Reading passage ▸
━━━

At the meeting, Ulrich discussed his graffiti removal program and announced the recent ribbon cutting of a new science lab at PS 232, which he had funded.
Ariola told the audience that Laura — the homeless woman who has drawn concern by making her home with her clothes-filled cart on Cross Bay Boulevard near 156th Avenue — was still walking the streets during the day and sleeping there at night.
She said that combined efforts by Ulrich’s office, Mayor Bloomberg’s office, the Department of Homeless Services, the 106th Precinct Community Council and Community Board 10 have been made to find a safe haven for Laura.
“It’s not as easy as one would think,” said Ariola, adding, “Laura needs help and she needs a safe place to go.”
Ariola said she has received numerous complaints from residents about drivers ignoring the newly painted markings in the Lindenwood Shopping Center. She said people are parking in the fire zone and going against the painted arrows when they enter and leave the shopping center parking lot.
Double- and triple-parking by parents at PS 232 was also a concern expressed by several residents at the meeting.
David Postrion of Lindenwood said that he is concerned for the safety of PS 232’s 1,064 students in the morning, when their parents drop them off, and at dismissal time when parents double- and triple-park and their children run into the street to get to their cars.
“This problem has been going on for too long, this is a very serious problem,” said Postrion.
A resident brought to the Alliance’s attention 149th Avenue between 79th and 88th streets, which he said was a raceway because the avenue has no stop signs on that entire stretch.
Ariola reported that the dangerous three-way intersection at 88th Street and 153rd Avenue received the attention of a multi-agency group on Monday afternoon including representatives of the Mayor’s Office, the city Department of Transportation and Assemblyman Phil Goldfeder (D-Far Rockaway), to see how the intersection could be made safer. Goldfeder told the audience that the triangle continues to be a problem but he added that the multi-agency site inspection in the afternoon was a good step forward.
“We’re making progress,” he said.
In a recent news release regarding the corner, Goldfeder said the painted triangle and signage that are presently directing traffic are difficult to follow and often unnoticed by drivers. Motorists frequently turn into the wrong lanes or ignore directional indicators entirely, passing over crosswalks and the right-of-way from other lanes, he said.
Claudia Filomena, Queens director, of the Mayor's Community Affairs Unit, told the group that the DOT will do a traffic safety study of the entire Lindenwood area.
Filomena said the agency will also be looking into painting a crosswalk and getting a crossing guard at the triangle.
The next meeting of the Lindenwood Alliance will be held on Monday, Nov. 12 at 8 p.m. at the Rockwood Park Jewish Center in Howard Beach.

━━━

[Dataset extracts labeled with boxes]
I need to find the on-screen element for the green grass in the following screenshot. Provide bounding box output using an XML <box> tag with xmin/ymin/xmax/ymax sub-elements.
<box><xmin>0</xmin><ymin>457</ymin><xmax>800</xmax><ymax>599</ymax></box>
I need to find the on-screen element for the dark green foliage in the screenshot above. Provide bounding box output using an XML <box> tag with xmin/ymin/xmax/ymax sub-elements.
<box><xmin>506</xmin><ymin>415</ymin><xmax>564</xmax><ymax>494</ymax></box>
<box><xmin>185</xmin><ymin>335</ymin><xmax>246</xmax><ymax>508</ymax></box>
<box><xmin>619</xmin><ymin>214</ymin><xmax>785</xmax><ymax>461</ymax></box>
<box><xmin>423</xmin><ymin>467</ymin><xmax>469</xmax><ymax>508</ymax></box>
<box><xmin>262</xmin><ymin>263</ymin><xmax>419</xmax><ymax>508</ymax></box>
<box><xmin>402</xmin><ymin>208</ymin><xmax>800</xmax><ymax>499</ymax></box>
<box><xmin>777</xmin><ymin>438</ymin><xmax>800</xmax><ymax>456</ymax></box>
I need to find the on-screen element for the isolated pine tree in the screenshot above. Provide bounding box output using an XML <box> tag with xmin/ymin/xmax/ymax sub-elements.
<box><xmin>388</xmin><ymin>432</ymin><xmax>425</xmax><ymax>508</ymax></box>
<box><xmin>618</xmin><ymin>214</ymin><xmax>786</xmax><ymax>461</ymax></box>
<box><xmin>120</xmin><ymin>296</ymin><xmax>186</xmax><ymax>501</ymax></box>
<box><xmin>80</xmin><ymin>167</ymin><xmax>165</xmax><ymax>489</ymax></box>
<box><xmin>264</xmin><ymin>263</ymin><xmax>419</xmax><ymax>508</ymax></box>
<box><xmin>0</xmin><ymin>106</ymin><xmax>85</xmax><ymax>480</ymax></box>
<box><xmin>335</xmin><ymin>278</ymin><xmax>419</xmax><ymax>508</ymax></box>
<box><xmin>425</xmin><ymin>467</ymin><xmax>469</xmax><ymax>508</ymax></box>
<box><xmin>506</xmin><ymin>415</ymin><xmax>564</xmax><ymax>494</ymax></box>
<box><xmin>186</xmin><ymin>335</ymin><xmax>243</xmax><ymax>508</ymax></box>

━━━

Exercise requirements ▸
1) According to the meeting report, why did a resident call 149th Avenue between 79th and 88th streets a raceway?
2) In the meeting report, how many students attend PS 232?

Answers by task ▸
1) The resident said the avenue has no stop signs anywhere on that stretch between 79th and 88th streets.

2) 1,064 students.